Texte à lire:
· · · · ·
Un temps pour vivre, un temps pour mourir. Chronique des années de guerre du streaming

L’année charnière

En 2022, pour la première fois de son histoire, le géant Netflix a vu rétrocéder le nombre de ses abonnés et le cours de son action chuter, perdant près de 50% de sa valeur. Avec une nouvelle direction depuis janvier 2023 qui déclare en vouloir « toujours plus » (d’utilisateurs, mais aussi de sources de revenus), on pressent que la notion de rentabilité passe à l’avant-plan devant celle du nombre d’abonnés. Ce que corrobore un certain nombre de décisions drastiques prises par la firme au N vermillon, décisions qui vont à l’encontre de ce qui a fait d’elle une alternative si attrayante pour les spectateurs: arrivée d’un abonnement moins cher mais avec publicités, fin du partage des comptes (il faut désormais payer pour ajouter de nouveaux utilisateurs sur un même compte).

En somme, à l’heure où les chaînes de télévision offrent des formules replay par abonnements et se rapprochent des plateformes, Netflix ressemble quant à lui davantage de la télévision qui, rappelons-le, reste le média number one. Si on analyse la chose sous l’angle de la création, après une fin d’année marquée par les succès de la 4e saison de Stranger Things et de Wednesday (dérivée de l’univers de La Famille Addams), on peut projeter que dans un contexte économique rendu incertain par l’arrivée en force des concurrents Amazon Prime et Disney+, une firme devenue aussi énorme que Netflix prenne la voie hollywoodienne pour proposer toujours davantage de la même chose. Flashback en 2013, House of cards débarque… Les premiers abonnés ne vantaient-ils pas le vent de fraîcheur soufflé par Netflix et ses programmes originaux ?
· · · · ·
(Lignes d'un jeu de données de pointage)
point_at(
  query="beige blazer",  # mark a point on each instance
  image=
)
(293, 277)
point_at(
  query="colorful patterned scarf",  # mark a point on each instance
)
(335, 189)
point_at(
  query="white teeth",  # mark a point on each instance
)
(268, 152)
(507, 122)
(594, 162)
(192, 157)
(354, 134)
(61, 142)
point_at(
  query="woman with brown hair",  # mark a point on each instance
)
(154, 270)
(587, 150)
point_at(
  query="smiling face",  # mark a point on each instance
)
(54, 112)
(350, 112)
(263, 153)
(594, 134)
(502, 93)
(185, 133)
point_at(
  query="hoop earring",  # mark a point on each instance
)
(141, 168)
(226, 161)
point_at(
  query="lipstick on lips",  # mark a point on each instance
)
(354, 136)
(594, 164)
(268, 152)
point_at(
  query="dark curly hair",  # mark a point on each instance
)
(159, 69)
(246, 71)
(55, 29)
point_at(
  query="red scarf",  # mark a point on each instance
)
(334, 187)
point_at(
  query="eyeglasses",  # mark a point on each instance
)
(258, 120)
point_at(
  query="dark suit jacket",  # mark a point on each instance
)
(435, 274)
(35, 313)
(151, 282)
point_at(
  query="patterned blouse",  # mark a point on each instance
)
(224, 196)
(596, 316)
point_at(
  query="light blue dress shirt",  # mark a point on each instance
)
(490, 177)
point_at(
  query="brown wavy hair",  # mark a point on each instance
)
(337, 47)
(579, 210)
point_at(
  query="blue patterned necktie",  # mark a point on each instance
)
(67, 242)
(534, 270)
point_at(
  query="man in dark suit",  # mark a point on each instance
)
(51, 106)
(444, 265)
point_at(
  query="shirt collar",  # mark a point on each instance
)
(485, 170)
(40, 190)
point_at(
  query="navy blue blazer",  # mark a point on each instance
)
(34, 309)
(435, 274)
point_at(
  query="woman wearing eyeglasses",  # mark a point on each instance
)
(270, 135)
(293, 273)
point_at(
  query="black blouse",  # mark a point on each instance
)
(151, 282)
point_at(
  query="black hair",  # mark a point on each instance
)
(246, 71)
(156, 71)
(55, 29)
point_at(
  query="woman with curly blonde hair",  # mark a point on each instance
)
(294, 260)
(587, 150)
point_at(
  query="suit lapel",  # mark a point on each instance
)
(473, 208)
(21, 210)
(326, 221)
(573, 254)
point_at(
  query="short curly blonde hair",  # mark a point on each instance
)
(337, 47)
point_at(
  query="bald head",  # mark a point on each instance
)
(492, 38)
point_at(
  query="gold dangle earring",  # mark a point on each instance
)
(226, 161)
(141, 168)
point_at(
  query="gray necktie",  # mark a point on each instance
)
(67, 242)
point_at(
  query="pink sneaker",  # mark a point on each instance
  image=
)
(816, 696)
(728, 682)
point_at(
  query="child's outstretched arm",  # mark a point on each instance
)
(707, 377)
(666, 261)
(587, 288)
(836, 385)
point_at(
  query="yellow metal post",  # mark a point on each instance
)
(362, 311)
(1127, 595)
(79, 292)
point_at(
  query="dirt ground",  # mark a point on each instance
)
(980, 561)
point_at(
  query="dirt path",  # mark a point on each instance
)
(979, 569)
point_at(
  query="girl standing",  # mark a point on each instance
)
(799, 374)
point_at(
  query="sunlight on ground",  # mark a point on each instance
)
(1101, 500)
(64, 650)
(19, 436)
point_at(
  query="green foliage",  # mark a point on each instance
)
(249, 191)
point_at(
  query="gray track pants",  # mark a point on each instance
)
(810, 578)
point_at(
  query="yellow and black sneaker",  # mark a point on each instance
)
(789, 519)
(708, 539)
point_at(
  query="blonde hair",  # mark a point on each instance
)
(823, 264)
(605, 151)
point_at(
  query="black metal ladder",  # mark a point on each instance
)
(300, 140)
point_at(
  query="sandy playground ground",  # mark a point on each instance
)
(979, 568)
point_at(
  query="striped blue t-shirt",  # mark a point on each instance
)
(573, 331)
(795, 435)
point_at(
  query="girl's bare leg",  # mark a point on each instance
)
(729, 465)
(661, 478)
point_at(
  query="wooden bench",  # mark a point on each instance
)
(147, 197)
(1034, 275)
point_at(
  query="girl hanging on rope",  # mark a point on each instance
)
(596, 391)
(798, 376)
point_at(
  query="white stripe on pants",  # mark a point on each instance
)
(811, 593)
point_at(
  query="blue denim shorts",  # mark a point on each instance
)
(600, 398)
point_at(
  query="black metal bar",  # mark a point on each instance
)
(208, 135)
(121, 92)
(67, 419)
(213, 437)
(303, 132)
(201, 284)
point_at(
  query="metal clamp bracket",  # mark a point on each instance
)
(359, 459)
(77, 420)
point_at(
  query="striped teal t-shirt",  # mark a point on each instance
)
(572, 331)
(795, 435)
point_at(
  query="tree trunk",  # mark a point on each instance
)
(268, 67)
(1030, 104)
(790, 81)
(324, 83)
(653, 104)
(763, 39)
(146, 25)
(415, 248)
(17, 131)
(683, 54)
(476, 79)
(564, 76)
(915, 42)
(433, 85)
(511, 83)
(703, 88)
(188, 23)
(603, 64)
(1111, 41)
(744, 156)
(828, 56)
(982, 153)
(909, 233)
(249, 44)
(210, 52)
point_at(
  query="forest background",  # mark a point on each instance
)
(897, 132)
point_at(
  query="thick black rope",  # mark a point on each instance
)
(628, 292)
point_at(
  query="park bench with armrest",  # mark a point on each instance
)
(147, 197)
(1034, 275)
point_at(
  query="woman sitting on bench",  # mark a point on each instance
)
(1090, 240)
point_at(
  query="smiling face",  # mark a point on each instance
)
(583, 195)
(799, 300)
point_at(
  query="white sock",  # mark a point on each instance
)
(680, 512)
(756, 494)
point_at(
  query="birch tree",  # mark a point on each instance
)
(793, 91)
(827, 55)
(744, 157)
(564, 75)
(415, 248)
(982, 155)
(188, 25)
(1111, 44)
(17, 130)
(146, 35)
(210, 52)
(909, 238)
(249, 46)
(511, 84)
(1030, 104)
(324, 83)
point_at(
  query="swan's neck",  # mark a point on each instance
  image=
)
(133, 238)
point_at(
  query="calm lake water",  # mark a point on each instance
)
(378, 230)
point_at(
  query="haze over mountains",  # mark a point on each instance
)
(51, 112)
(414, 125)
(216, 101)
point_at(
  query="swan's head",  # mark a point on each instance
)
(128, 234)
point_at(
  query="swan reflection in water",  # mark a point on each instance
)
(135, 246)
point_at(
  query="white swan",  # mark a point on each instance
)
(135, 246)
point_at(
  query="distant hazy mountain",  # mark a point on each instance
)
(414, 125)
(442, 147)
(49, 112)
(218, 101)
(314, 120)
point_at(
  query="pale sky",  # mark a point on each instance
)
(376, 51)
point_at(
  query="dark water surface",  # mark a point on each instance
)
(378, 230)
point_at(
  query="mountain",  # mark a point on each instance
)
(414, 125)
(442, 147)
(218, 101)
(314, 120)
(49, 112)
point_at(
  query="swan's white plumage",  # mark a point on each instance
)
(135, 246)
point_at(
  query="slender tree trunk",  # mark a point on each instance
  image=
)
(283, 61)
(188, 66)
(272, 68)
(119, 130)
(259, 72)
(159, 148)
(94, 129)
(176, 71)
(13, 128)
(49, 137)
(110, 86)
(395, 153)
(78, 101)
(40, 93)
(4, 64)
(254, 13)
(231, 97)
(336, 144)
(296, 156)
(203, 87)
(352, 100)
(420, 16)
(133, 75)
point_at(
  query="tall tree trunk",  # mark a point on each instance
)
· · · · ·
Exercices proposés:
(a) Relevez tous les titres d'œuvres cités dans le texte sur Netflix.
(b) Montrez chacune des lignes contenant la chaîne "head".

Corrigés des exercices:
(a) Stranger Things, Wednesday, La Famille Addams, House of cards

(b)
  query="bald head",  # mark a point on each instance
  query="swan's head",  # mark a point on each instance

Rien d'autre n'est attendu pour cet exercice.